Task to carry out => Copy out, character for character, every line of the material between the line holding "target: roadside barrier" and the line holding "POLYGON ((811 388, 814", inclusive.

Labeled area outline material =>
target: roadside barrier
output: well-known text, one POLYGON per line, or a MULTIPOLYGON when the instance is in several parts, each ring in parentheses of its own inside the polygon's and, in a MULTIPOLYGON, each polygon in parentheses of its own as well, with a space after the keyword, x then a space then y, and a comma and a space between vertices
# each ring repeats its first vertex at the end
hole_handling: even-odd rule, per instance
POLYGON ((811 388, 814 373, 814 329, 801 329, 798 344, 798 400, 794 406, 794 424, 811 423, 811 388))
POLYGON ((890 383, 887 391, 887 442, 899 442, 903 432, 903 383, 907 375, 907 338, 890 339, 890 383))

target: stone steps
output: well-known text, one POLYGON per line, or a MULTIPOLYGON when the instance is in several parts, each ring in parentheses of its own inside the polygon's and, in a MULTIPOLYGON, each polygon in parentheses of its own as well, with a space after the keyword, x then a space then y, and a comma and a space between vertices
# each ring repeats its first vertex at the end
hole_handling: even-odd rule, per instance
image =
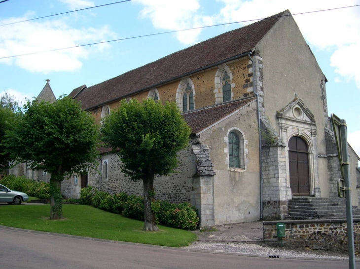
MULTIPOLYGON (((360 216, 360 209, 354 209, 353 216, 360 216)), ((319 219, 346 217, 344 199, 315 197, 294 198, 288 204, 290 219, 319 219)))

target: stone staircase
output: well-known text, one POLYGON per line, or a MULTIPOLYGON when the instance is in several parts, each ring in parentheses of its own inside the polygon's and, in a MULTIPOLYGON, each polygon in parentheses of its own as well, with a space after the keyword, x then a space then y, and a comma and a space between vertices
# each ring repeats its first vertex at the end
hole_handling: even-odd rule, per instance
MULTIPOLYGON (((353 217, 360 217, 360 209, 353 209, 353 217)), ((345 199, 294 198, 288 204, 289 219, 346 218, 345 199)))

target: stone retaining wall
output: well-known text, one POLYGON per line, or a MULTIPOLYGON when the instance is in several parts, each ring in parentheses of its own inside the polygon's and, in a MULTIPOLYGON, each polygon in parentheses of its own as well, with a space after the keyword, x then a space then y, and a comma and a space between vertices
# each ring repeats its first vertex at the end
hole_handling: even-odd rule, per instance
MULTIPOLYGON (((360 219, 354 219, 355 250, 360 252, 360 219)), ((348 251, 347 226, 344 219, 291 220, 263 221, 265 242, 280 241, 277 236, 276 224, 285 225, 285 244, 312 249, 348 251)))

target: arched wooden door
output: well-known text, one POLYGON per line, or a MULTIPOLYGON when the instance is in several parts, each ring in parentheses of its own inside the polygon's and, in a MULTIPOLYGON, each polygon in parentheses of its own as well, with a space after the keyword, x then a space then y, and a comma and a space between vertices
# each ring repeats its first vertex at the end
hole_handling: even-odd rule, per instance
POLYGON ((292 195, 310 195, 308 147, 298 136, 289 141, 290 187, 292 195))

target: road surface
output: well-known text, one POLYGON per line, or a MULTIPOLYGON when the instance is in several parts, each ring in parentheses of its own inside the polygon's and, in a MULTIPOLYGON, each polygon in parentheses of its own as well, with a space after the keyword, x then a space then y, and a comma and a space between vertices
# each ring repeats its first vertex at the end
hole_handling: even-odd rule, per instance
* * *
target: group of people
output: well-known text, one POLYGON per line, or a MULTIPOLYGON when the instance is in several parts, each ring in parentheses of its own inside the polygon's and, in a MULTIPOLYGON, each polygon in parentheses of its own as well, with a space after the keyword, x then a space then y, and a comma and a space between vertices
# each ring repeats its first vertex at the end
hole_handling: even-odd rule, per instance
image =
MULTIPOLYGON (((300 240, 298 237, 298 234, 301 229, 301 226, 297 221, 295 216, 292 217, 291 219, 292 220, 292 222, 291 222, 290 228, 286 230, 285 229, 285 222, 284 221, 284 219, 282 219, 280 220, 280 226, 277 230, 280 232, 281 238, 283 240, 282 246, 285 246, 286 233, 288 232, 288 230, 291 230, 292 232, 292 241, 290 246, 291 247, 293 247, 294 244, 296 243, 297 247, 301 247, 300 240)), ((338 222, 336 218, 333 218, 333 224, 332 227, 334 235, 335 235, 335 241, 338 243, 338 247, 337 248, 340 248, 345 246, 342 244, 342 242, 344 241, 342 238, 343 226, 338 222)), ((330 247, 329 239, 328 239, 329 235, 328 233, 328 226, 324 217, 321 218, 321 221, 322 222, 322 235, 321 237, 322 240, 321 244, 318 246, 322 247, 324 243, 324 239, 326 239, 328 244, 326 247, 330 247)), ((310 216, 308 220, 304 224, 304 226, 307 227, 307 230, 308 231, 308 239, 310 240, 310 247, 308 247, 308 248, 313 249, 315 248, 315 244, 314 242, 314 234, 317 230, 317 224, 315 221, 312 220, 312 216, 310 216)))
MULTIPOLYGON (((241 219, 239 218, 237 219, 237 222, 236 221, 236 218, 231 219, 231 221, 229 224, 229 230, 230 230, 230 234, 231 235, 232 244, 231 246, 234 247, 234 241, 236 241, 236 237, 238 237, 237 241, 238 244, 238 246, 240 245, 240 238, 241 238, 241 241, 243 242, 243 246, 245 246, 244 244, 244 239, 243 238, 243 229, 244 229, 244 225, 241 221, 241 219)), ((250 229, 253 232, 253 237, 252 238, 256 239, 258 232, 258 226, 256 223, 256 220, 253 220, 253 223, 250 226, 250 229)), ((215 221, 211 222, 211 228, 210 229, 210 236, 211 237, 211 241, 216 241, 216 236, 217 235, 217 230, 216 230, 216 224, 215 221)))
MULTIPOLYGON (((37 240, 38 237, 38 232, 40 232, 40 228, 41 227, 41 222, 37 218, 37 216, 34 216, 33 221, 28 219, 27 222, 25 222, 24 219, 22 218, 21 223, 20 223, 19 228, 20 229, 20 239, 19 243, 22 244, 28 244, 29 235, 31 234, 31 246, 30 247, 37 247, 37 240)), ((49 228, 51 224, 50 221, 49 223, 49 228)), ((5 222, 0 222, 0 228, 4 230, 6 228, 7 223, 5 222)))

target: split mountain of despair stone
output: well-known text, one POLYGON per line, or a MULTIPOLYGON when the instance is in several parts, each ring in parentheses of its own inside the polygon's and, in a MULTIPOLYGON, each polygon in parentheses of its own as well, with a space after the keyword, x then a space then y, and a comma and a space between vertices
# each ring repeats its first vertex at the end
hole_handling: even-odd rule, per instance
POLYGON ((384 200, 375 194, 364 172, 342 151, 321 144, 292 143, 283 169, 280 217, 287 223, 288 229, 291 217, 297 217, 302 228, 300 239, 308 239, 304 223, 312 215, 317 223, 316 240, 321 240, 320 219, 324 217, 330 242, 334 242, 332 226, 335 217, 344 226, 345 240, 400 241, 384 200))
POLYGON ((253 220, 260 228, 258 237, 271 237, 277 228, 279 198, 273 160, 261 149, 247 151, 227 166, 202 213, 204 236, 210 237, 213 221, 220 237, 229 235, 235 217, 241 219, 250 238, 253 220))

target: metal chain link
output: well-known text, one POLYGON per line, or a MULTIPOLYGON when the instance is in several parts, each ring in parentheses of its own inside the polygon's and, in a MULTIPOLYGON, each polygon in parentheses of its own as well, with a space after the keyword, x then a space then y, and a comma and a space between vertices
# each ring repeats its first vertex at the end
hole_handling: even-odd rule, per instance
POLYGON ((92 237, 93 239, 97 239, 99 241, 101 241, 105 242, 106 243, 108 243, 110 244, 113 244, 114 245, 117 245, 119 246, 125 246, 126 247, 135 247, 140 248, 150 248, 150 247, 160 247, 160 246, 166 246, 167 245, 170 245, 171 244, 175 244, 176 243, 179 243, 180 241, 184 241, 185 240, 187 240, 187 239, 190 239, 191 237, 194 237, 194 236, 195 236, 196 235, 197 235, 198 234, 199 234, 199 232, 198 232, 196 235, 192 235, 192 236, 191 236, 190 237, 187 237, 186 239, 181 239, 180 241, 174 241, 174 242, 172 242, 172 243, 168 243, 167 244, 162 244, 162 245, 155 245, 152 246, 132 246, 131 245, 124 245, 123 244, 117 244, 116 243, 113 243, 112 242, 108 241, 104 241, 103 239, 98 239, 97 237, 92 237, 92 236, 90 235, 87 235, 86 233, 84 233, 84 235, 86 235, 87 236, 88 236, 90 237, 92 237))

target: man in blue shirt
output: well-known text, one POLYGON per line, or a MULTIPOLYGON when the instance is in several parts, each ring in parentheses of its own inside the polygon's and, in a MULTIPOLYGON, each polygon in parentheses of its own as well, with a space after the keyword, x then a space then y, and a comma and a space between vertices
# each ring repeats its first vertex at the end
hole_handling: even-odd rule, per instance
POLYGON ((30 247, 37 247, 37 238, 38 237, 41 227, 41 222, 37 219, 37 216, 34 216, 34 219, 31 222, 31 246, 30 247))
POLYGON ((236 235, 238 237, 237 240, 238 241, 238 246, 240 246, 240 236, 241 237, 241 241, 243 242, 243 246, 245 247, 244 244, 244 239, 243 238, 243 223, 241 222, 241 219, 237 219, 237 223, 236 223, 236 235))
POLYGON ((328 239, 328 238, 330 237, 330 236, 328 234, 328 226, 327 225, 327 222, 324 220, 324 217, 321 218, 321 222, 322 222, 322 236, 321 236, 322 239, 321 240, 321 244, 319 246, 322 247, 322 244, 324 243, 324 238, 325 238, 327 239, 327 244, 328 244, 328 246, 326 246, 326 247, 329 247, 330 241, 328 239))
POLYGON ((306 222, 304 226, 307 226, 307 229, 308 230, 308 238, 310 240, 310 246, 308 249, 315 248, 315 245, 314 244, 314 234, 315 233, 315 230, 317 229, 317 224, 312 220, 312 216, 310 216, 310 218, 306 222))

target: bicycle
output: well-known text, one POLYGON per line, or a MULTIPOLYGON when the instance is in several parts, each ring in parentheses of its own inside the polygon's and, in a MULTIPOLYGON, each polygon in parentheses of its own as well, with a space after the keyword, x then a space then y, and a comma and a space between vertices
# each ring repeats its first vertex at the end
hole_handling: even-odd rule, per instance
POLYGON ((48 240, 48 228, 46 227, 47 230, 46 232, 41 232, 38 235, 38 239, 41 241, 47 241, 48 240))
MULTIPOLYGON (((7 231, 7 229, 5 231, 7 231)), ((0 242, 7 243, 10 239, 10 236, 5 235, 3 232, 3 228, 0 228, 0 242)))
...
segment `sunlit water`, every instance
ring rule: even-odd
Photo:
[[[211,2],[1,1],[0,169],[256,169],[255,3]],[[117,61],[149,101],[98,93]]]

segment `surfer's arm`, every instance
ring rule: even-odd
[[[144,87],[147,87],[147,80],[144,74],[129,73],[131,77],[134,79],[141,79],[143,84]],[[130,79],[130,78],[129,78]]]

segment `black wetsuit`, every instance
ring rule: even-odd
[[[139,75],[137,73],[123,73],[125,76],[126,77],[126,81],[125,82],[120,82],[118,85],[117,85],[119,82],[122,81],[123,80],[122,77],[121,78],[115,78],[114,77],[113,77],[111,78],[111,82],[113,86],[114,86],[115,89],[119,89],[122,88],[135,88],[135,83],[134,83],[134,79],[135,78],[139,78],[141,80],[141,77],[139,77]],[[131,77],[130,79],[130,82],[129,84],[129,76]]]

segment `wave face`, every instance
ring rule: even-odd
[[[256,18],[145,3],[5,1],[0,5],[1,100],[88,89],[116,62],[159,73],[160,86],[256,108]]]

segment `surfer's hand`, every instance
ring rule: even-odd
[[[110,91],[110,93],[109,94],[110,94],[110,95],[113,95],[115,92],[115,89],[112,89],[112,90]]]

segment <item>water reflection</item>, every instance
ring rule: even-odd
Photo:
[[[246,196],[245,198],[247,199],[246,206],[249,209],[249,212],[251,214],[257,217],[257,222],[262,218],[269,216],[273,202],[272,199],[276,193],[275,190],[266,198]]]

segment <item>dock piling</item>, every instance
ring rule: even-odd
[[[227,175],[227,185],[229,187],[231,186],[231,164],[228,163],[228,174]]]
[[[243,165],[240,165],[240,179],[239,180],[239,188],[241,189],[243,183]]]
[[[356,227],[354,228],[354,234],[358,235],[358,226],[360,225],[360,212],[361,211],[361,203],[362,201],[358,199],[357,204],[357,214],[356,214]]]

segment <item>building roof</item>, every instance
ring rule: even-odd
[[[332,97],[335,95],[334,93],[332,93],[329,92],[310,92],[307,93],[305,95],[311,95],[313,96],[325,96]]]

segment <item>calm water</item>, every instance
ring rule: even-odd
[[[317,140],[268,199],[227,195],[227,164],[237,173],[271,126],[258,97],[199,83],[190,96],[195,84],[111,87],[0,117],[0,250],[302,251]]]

Result of the task =>
target: roadside barrier
output: well-known text, one POLYGON per line, or a MULTIPOLYGON when the instance is in several parts, each ring in parentheses of its own inside the polygon's and, in a MULTIPOLYGON, each polygon in parentheses of its own as well, with a space after the keyword, x then a space then y, and a comma and a space between vertices
# each ring repeats its first vertex at the end
hole_handling: even-odd rule, per instance
POLYGON ((811 388, 814 373, 814 329, 801 329, 798 344, 798 400, 794 406, 794 424, 811 423, 811 388))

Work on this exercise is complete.